REQUIRED TASK: Return the records word for word from their start through the line that contains "<point>585,151</point>", with that line included.

####################

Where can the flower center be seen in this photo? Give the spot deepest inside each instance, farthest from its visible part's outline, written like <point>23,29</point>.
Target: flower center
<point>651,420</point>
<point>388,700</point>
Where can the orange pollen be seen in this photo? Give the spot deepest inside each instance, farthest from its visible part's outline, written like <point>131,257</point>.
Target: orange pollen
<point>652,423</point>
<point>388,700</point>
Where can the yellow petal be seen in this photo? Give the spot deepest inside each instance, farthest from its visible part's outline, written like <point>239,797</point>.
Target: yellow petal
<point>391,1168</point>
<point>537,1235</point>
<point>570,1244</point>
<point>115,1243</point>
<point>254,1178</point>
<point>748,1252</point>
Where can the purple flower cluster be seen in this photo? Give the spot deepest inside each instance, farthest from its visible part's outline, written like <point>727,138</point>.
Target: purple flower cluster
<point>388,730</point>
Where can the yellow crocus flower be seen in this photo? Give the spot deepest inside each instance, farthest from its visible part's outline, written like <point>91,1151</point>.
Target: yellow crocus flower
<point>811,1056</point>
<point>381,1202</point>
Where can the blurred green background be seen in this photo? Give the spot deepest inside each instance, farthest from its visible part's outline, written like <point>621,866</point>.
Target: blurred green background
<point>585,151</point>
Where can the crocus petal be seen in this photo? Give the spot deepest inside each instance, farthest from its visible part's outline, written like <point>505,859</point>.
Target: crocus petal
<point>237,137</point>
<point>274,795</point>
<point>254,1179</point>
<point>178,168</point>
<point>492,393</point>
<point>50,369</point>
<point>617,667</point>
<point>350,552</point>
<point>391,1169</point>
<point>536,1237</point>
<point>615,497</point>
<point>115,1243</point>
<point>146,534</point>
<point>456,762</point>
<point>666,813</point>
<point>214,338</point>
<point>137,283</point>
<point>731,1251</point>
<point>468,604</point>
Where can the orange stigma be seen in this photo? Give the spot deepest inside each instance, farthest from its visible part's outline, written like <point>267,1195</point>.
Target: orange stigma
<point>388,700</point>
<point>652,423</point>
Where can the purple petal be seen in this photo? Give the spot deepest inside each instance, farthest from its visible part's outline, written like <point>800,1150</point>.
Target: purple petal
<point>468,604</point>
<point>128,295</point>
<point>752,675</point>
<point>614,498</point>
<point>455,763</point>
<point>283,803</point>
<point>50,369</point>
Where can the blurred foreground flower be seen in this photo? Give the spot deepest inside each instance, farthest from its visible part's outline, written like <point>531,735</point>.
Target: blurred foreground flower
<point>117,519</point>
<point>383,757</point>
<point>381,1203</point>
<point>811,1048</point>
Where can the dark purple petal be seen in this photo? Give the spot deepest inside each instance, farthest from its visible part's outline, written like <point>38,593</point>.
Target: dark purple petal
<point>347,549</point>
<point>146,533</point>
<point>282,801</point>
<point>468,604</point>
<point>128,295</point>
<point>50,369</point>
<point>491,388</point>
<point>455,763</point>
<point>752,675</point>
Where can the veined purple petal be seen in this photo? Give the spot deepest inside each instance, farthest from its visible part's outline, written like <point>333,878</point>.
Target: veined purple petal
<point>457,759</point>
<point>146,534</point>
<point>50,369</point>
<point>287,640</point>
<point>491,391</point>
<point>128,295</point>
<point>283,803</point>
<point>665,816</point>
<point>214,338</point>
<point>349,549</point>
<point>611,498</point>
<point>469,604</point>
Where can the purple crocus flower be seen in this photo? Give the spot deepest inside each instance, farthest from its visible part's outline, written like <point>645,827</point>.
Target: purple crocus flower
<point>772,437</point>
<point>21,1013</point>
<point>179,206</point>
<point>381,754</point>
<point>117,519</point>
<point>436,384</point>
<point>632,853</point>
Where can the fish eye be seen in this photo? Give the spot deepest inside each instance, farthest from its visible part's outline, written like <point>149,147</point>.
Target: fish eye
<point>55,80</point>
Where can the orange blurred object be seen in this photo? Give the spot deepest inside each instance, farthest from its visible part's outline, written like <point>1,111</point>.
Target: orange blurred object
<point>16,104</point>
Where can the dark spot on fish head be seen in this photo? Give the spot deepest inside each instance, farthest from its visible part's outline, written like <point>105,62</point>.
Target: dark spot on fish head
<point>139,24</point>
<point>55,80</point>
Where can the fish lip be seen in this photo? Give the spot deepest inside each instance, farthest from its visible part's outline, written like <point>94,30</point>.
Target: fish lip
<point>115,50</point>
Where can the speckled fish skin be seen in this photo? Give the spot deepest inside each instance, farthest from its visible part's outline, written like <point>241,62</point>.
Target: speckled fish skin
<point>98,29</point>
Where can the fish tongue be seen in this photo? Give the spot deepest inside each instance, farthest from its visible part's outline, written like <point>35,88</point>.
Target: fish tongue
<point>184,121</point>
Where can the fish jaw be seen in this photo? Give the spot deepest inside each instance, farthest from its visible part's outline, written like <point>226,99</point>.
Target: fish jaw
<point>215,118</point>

####################

SOLUTION TO THE PROBLEM:
Where can the flower center be seen in this photo? Give the spot deepest inside each instance, farthest from its visible part's outline, written like <point>23,29</point>.
Target: flower center
<point>651,420</point>
<point>388,700</point>
Where can the orange pollen be seen in this photo? Give the spot deepest inside each instance, farthest from its visible part's outline, written like <point>131,257</point>.
Target: orange pollen
<point>652,423</point>
<point>388,700</point>
Where can the yellow petal be seen in this photo? Give the spot deepest inside each instance, farthest from its visible part's outline, written like <point>239,797</point>.
Target: yellow petal
<point>391,1168</point>
<point>537,1235</point>
<point>570,1244</point>
<point>115,1243</point>
<point>254,1178</point>
<point>748,1252</point>
Where can the purple flower cluster be seen in this photo? Give the spot deepest inside each instance, farthest from its visible part's outline, written like <point>727,138</point>.
Target: purple flower cluster
<point>388,730</point>
Where can the yellow crocus flower be seen in this photo? Give the spot deepest inside each instance, farthest from its visible part's outline, written like <point>91,1151</point>.
Target: yellow crocus flower
<point>811,1056</point>
<point>381,1202</point>
Where can the blurred green background be seen in this photo? Give the spot deepest inside each instance, farthest from its visible part's outline, written like <point>621,866</point>.
Target: blurred green background
<point>585,151</point>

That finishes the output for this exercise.